EXERCISE REQUIREMENTS
Here are some records; return them all exactly.

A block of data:

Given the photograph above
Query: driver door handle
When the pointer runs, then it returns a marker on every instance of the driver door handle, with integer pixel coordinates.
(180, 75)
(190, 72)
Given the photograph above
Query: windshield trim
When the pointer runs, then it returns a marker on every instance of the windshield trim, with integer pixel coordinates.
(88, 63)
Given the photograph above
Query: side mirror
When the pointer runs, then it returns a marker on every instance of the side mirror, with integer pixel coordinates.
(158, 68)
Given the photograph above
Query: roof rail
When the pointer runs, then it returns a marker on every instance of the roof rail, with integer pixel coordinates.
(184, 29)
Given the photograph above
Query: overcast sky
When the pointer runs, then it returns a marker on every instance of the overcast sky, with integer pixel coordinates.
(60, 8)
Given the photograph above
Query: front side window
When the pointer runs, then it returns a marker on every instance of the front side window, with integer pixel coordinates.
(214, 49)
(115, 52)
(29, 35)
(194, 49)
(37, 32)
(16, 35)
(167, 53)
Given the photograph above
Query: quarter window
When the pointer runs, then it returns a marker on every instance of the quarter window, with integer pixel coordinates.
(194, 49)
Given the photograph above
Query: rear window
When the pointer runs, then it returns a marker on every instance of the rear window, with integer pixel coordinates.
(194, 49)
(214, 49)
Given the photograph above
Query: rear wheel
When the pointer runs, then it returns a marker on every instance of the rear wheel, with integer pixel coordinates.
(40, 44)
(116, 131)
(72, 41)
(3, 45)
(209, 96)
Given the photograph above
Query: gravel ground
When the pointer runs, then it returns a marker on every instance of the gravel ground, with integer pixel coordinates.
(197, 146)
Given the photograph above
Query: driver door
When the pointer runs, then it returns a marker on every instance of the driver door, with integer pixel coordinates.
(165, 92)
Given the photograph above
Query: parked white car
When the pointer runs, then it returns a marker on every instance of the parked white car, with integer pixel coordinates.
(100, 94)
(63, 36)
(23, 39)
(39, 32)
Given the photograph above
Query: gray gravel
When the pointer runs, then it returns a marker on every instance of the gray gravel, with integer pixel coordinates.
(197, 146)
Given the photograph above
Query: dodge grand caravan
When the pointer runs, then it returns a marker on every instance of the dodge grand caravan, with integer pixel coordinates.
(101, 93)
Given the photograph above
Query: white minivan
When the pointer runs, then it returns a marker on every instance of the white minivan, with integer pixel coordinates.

FINISHED EXERCISE
Given the photograph above
Query: driver door handle
When the pointer runs, then it returns a marker on every instance of the driver door handle, with integer pixel coordinates.
(180, 75)
(190, 72)
Given the photograph above
Query: windshield trim
When the pointer runs, then it returns a marker on every instance of the windshield trim, with integer pixel coordinates.
(88, 63)
Given the photograph above
Query: side mirror
When the pointer runs, then it returns a marker on every instance of the side mirror, with integer pixel coordinates.
(158, 68)
Given the photograph above
Query: roof rail
When the pointer runs, then it returns a marker on every instance of the roof rail, with integer pixel coordinates.
(184, 29)
Given the photograph above
Query: overcast sky
When the pointer runs, then it returns a marker on every instance of the overcast sky, with integer pixel coordinates.
(60, 8)
Given the photograph above
Query: front side window
When the pointer runs, then it returns a marker on every instance of the front side window, with integer pixel coordinates.
(214, 49)
(115, 52)
(29, 35)
(194, 49)
(37, 32)
(16, 35)
(167, 53)
Given the photograph above
Query: quarter window
When the pointer runs, then it returns a marker on every instance of the quarter window, with integer pixel coordinates.
(194, 49)
Given the photograph above
Query: rear window
When the pointer runs, then it returns a marker on every instance of the rear window, with integer pixel coordinates.
(194, 49)
(214, 49)
Given the photograph above
Query: rear wheel
When the pointer runs, then it returns a marker on every instance of the rear wheel, with integer pixel coordinates.
(40, 44)
(116, 131)
(72, 41)
(3, 45)
(209, 96)
Given the photograph above
Query: gravel ground
When the pointer runs, then it returns a marker on every instance of the gravel ground, with integer pixel coordinates.
(197, 146)
Given the photograph above
Query: driver door
When the pointer runs, then it returns a marker on every instance of the driver door, with integer pixel coordinates.
(165, 92)
Given the photograph above
Query: parked white car
When the pointer runs, then it returns a marker on every instance of the parked white car, with integer pixel coordinates.
(100, 94)
(63, 36)
(23, 39)
(39, 32)
Given the photograph above
Query: gray gravel
When the pointer runs, then it returns a marker on every instance of the gray gravel, with integer pixel coordinates.
(197, 146)
Given the photograph above
Query: dodge grand caravan
When the pointer runs, then it returns a marker on every instance of the dodge grand caravan, with integer pixel coordinates.
(101, 93)
Given the photograph above
Query: white minivan
When the pointer runs, then it returns a marker on every instance of the white minivan, with integer pixel coordinates.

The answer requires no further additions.